Problem details
Which of the lines below contain the string "fern"? Pull each one out of the data.
(Records supplied begins)
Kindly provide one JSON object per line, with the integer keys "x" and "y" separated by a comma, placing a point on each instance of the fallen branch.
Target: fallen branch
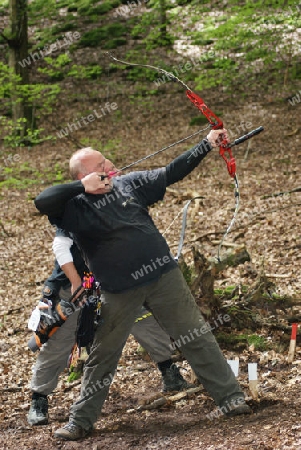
{"x": 282, "y": 193}
{"x": 155, "y": 402}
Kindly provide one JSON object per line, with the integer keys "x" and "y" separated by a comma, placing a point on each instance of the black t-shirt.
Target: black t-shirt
{"x": 119, "y": 239}
{"x": 116, "y": 235}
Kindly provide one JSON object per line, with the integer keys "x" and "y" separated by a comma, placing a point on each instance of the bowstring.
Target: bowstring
{"x": 173, "y": 77}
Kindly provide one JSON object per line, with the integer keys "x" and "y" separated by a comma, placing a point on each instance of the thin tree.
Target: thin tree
{"x": 17, "y": 39}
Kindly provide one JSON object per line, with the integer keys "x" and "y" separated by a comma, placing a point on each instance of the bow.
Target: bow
{"x": 215, "y": 122}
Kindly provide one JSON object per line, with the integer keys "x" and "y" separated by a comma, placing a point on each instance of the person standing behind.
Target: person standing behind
{"x": 109, "y": 219}
{"x": 54, "y": 354}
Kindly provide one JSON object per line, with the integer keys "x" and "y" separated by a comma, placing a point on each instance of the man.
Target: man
{"x": 127, "y": 254}
{"x": 54, "y": 354}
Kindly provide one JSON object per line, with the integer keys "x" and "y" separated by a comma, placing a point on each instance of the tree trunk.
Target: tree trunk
{"x": 18, "y": 51}
{"x": 163, "y": 19}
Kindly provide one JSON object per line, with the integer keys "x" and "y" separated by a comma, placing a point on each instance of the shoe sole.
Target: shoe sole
{"x": 243, "y": 409}
{"x": 41, "y": 422}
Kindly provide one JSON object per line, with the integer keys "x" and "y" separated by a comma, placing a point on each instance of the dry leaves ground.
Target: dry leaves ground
{"x": 270, "y": 229}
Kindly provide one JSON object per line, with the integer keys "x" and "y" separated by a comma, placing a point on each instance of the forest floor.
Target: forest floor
{"x": 269, "y": 227}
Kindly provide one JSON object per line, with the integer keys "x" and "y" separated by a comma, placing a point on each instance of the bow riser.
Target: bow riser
{"x": 217, "y": 124}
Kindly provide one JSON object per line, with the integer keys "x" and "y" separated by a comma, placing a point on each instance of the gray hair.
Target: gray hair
{"x": 76, "y": 164}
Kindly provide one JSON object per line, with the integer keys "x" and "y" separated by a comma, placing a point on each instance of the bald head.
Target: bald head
{"x": 82, "y": 162}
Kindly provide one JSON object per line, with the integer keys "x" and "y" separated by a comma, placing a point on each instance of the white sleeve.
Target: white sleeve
{"x": 61, "y": 248}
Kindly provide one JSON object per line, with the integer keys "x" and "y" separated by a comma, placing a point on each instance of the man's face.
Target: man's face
{"x": 96, "y": 162}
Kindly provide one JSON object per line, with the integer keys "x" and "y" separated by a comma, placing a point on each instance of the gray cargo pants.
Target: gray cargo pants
{"x": 53, "y": 356}
{"x": 172, "y": 304}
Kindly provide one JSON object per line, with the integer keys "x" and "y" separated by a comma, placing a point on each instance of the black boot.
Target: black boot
{"x": 173, "y": 380}
{"x": 38, "y": 412}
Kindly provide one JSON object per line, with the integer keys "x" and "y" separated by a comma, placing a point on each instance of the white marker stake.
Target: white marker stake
{"x": 292, "y": 348}
{"x": 234, "y": 364}
{"x": 253, "y": 381}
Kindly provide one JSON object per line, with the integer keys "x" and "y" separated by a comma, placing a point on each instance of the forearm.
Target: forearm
{"x": 72, "y": 274}
{"x": 185, "y": 163}
{"x": 52, "y": 200}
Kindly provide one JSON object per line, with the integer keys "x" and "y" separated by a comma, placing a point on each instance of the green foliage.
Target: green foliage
{"x": 149, "y": 27}
{"x": 110, "y": 149}
{"x": 91, "y": 71}
{"x": 40, "y": 96}
{"x": 250, "y": 40}
{"x": 108, "y": 36}
{"x": 23, "y": 175}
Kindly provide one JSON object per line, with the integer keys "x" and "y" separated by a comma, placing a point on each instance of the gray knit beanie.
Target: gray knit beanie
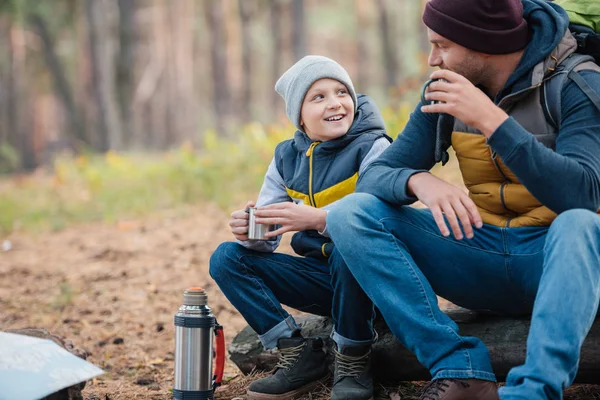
{"x": 296, "y": 81}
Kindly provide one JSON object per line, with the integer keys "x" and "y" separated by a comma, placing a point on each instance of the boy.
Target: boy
{"x": 339, "y": 134}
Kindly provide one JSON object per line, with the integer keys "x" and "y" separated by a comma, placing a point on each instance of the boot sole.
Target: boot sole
{"x": 292, "y": 395}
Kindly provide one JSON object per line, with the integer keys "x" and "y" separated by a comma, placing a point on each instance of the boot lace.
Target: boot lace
{"x": 435, "y": 389}
{"x": 289, "y": 356}
{"x": 350, "y": 366}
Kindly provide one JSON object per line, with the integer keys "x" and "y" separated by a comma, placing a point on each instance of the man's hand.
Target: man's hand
{"x": 461, "y": 99}
{"x": 239, "y": 222}
{"x": 291, "y": 217}
{"x": 442, "y": 199}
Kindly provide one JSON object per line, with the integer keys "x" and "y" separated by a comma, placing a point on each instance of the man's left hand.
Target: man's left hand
{"x": 291, "y": 217}
{"x": 464, "y": 101}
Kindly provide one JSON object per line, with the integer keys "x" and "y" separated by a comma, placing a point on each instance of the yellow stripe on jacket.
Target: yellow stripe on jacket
{"x": 328, "y": 195}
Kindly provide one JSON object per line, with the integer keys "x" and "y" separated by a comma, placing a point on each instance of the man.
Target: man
{"x": 533, "y": 196}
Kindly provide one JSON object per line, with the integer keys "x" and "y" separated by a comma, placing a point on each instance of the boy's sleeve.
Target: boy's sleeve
{"x": 378, "y": 147}
{"x": 412, "y": 152}
{"x": 272, "y": 191}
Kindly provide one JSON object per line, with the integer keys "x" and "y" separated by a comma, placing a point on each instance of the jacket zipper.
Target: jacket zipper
{"x": 494, "y": 159}
{"x": 309, "y": 153}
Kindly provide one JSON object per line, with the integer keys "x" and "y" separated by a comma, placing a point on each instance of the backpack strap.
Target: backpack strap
{"x": 552, "y": 86}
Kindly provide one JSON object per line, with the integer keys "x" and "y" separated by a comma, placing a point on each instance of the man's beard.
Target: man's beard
{"x": 476, "y": 74}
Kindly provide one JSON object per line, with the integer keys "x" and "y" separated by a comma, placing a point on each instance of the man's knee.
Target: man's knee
{"x": 577, "y": 222}
{"x": 223, "y": 259}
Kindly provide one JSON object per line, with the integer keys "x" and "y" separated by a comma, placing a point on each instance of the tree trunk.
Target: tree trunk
{"x": 185, "y": 107}
{"x": 298, "y": 29}
{"x": 246, "y": 99}
{"x": 505, "y": 339}
{"x": 389, "y": 55}
{"x": 76, "y": 129}
{"x": 102, "y": 71}
{"x": 125, "y": 67}
{"x": 362, "y": 46}
{"x": 277, "y": 41}
{"x": 221, "y": 92}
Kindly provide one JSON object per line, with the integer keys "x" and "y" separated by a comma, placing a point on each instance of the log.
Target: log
{"x": 504, "y": 337}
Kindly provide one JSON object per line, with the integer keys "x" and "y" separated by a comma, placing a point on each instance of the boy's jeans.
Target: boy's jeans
{"x": 400, "y": 259}
{"x": 258, "y": 283}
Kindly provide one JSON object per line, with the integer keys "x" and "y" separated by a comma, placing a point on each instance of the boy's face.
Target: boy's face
{"x": 327, "y": 111}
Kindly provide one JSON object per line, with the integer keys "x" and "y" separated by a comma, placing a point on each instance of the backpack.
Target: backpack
{"x": 584, "y": 16}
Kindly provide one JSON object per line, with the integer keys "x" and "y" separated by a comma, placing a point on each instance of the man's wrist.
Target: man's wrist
{"x": 413, "y": 182}
{"x": 490, "y": 124}
{"x": 321, "y": 220}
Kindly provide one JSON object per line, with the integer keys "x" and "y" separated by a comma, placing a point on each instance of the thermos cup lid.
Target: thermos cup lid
{"x": 195, "y": 296}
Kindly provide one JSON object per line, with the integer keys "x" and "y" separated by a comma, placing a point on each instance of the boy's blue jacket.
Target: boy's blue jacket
{"x": 320, "y": 173}
{"x": 562, "y": 178}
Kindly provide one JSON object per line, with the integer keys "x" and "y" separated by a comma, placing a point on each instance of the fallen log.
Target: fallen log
{"x": 505, "y": 338}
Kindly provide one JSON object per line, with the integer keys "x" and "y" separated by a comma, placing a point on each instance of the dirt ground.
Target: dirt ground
{"x": 112, "y": 289}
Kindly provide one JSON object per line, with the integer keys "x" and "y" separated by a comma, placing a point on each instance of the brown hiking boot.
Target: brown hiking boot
{"x": 460, "y": 389}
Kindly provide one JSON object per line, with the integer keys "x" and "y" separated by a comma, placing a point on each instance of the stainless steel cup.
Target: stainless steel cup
{"x": 424, "y": 90}
{"x": 256, "y": 231}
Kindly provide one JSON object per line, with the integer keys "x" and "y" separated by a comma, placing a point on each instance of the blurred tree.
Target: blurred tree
{"x": 103, "y": 82}
{"x": 389, "y": 52}
{"x": 298, "y": 29}
{"x": 362, "y": 44}
{"x": 221, "y": 91}
{"x": 125, "y": 67}
{"x": 277, "y": 46}
{"x": 76, "y": 128}
{"x": 245, "y": 11}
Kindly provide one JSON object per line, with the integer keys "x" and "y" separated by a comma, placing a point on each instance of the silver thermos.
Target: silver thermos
{"x": 195, "y": 329}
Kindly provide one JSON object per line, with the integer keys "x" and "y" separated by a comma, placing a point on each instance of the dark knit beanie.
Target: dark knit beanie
{"x": 486, "y": 26}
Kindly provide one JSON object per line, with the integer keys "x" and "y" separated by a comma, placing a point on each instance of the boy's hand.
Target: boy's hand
{"x": 292, "y": 217}
{"x": 239, "y": 222}
{"x": 444, "y": 199}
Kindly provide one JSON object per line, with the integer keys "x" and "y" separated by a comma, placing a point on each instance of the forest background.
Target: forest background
{"x": 133, "y": 105}
{"x": 129, "y": 129}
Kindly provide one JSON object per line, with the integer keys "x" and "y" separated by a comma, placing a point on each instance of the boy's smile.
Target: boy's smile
{"x": 327, "y": 111}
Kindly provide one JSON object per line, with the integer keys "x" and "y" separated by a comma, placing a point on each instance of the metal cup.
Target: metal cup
{"x": 424, "y": 101}
{"x": 256, "y": 231}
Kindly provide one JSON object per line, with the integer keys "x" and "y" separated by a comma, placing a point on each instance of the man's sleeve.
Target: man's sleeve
{"x": 570, "y": 176}
{"x": 410, "y": 153}
{"x": 272, "y": 191}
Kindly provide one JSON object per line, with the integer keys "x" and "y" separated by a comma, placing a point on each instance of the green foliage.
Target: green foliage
{"x": 120, "y": 186}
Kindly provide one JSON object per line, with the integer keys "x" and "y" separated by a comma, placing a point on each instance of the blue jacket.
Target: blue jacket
{"x": 561, "y": 179}
{"x": 320, "y": 173}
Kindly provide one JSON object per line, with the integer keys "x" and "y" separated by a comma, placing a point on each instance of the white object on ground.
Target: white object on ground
{"x": 32, "y": 368}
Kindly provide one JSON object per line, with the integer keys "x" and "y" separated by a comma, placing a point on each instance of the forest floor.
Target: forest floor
{"x": 112, "y": 289}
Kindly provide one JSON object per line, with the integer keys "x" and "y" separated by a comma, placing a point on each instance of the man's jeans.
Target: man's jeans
{"x": 400, "y": 259}
{"x": 258, "y": 283}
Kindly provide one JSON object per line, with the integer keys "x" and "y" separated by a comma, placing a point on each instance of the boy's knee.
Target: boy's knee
{"x": 347, "y": 209}
{"x": 221, "y": 259}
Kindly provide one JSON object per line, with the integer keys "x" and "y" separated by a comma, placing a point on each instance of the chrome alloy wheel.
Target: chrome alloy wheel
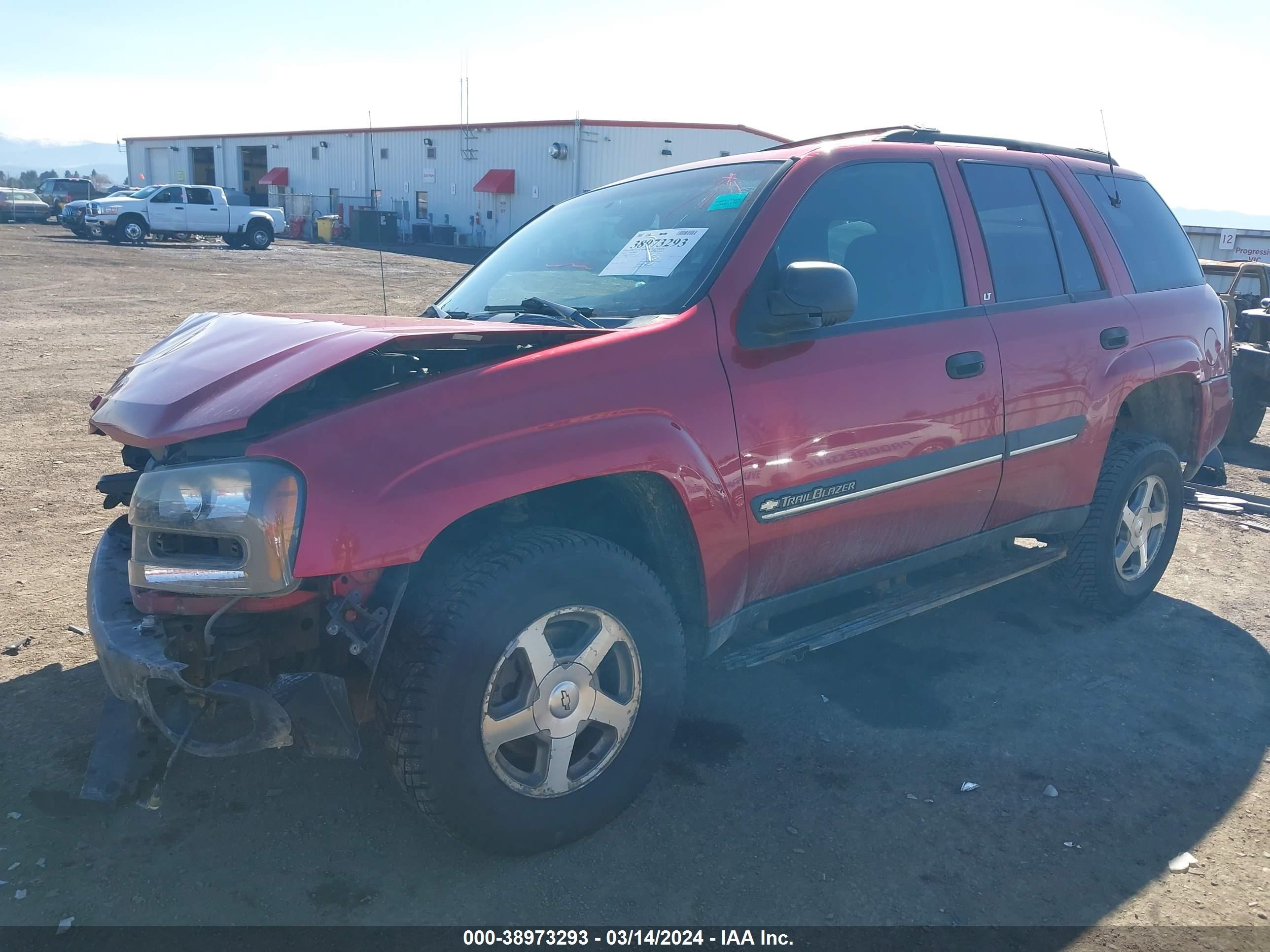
{"x": 562, "y": 702}
{"x": 1142, "y": 528}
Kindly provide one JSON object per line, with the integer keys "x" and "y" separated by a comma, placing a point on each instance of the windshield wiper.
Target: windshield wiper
{"x": 433, "y": 311}
{"x": 578, "y": 316}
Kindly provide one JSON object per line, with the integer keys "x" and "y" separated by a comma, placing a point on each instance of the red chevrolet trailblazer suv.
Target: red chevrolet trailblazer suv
{"x": 656, "y": 420}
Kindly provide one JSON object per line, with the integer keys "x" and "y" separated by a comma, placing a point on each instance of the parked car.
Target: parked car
{"x": 192, "y": 210}
{"x": 21, "y": 205}
{"x": 74, "y": 212}
{"x": 1244, "y": 287}
{"x": 58, "y": 192}
{"x": 515, "y": 518}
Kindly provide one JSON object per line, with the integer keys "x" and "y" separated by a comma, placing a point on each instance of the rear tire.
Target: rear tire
{"x": 1116, "y": 559}
{"x": 461, "y": 673}
{"x": 131, "y": 230}
{"x": 259, "y": 238}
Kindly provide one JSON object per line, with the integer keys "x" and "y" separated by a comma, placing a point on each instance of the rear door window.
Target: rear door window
{"x": 1074, "y": 250}
{"x": 888, "y": 225}
{"x": 1247, "y": 283}
{"x": 1022, "y": 250}
{"x": 1152, "y": 244}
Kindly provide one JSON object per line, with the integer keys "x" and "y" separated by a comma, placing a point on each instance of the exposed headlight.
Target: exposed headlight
{"x": 224, "y": 528}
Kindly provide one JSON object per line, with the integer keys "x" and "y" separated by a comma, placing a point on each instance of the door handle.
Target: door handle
{"x": 1114, "y": 338}
{"x": 964, "y": 366}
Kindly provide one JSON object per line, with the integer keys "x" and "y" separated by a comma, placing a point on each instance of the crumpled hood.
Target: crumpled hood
{"x": 216, "y": 370}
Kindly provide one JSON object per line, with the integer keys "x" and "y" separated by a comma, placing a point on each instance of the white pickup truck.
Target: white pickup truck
{"x": 192, "y": 210}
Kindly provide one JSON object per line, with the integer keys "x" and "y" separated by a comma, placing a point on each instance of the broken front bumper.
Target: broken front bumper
{"x": 131, "y": 653}
{"x": 130, "y": 649}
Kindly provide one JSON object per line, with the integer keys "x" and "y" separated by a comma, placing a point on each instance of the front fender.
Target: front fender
{"x": 415, "y": 507}
{"x": 387, "y": 477}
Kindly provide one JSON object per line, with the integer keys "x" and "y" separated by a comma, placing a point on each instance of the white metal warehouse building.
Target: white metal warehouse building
{"x": 484, "y": 179}
{"x": 1220, "y": 244}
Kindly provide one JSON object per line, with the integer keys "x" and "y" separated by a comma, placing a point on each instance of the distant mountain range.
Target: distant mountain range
{"x": 1222, "y": 220}
{"x": 17, "y": 155}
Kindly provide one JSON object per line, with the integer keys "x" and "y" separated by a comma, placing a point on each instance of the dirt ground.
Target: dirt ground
{"x": 826, "y": 791}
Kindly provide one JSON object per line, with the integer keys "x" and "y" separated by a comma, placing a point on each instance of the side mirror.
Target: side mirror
{"x": 812, "y": 295}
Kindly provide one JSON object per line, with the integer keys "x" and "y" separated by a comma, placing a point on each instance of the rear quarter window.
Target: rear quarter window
{"x": 1152, "y": 244}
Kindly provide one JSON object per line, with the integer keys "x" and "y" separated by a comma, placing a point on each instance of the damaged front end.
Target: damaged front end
{"x": 205, "y": 635}
{"x": 282, "y": 673}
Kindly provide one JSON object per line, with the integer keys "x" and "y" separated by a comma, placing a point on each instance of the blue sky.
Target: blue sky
{"x": 1178, "y": 80}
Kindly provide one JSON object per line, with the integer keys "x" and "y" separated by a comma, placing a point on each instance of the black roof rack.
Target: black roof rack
{"x": 1017, "y": 145}
{"x": 844, "y": 135}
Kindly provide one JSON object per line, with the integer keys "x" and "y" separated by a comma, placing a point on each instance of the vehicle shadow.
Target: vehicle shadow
{"x": 1255, "y": 456}
{"x": 817, "y": 792}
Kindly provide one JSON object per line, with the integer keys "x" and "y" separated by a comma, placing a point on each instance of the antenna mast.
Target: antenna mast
{"x": 375, "y": 207}
{"x": 1106, "y": 142}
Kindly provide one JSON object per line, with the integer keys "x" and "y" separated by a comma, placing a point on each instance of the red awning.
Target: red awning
{"x": 275, "y": 177}
{"x": 501, "y": 182}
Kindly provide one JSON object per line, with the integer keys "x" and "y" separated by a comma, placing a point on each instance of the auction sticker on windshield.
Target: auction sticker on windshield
{"x": 657, "y": 253}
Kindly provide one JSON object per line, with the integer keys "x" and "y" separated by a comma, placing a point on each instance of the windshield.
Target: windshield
{"x": 639, "y": 248}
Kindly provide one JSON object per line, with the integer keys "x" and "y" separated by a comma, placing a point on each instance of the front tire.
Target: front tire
{"x": 530, "y": 697}
{"x": 1116, "y": 560}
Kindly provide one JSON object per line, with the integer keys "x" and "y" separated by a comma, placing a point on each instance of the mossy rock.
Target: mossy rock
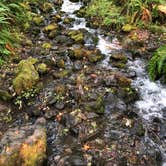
{"x": 27, "y": 76}
{"x": 42, "y": 68}
{"x": 96, "y": 106}
{"x": 61, "y": 74}
{"x": 51, "y": 27}
{"x": 95, "y": 57}
{"x": 46, "y": 45}
{"x": 61, "y": 63}
{"x": 38, "y": 20}
{"x": 34, "y": 154}
{"x": 120, "y": 57}
{"x": 47, "y": 6}
{"x": 4, "y": 95}
{"x": 76, "y": 35}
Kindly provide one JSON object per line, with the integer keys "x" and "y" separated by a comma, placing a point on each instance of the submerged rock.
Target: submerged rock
{"x": 27, "y": 76}
{"x": 76, "y": 35}
{"x": 24, "y": 146}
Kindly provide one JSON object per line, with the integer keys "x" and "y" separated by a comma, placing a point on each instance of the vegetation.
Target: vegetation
{"x": 15, "y": 16}
{"x": 118, "y": 14}
{"x": 157, "y": 64}
{"x": 12, "y": 14}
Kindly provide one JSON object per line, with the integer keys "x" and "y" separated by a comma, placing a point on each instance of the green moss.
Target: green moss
{"x": 27, "y": 76}
{"x": 76, "y": 35}
{"x": 6, "y": 160}
{"x": 96, "y": 106}
{"x": 42, "y": 68}
{"x": 157, "y": 64}
{"x": 38, "y": 20}
{"x": 61, "y": 74}
{"x": 51, "y": 27}
{"x": 46, "y": 45}
{"x": 34, "y": 154}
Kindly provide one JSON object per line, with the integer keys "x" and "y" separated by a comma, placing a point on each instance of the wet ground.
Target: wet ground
{"x": 99, "y": 105}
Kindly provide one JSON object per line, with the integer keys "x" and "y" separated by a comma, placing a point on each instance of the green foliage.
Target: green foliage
{"x": 12, "y": 14}
{"x": 157, "y": 64}
{"x": 109, "y": 13}
{"x": 117, "y": 13}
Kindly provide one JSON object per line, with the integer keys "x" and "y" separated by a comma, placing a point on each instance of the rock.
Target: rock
{"x": 4, "y": 95}
{"x": 61, "y": 74}
{"x": 118, "y": 60}
{"x": 46, "y": 45}
{"x": 95, "y": 106}
{"x": 114, "y": 103}
{"x": 76, "y": 160}
{"x": 47, "y": 7}
{"x": 78, "y": 65}
{"x": 76, "y": 35}
{"x": 61, "y": 63}
{"x": 24, "y": 146}
{"x": 42, "y": 68}
{"x": 27, "y": 76}
{"x": 57, "y": 18}
{"x": 38, "y": 20}
{"x": 5, "y": 114}
{"x": 51, "y": 27}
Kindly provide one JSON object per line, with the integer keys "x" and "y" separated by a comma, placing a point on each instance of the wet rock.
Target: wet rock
{"x": 60, "y": 105}
{"x": 24, "y": 146}
{"x": 5, "y": 114}
{"x": 38, "y": 20}
{"x": 27, "y": 76}
{"x": 57, "y": 18}
{"x": 118, "y": 57}
{"x": 42, "y": 68}
{"x": 4, "y": 95}
{"x": 75, "y": 160}
{"x": 128, "y": 94}
{"x": 78, "y": 65}
{"x": 68, "y": 20}
{"x": 61, "y": 63}
{"x": 51, "y": 27}
{"x": 46, "y": 45}
{"x": 47, "y": 7}
{"x": 61, "y": 74}
{"x": 114, "y": 103}
{"x": 95, "y": 106}
{"x": 62, "y": 39}
{"x": 138, "y": 128}
{"x": 76, "y": 35}
{"x": 110, "y": 81}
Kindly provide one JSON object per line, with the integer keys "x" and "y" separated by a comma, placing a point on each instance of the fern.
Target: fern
(Records supplied ends)
Exercise result
Kindly provide one JSON object per line, with the integer keys "x" and "y" separated by a comma, placing a point on each instance of the fern.
Target: fern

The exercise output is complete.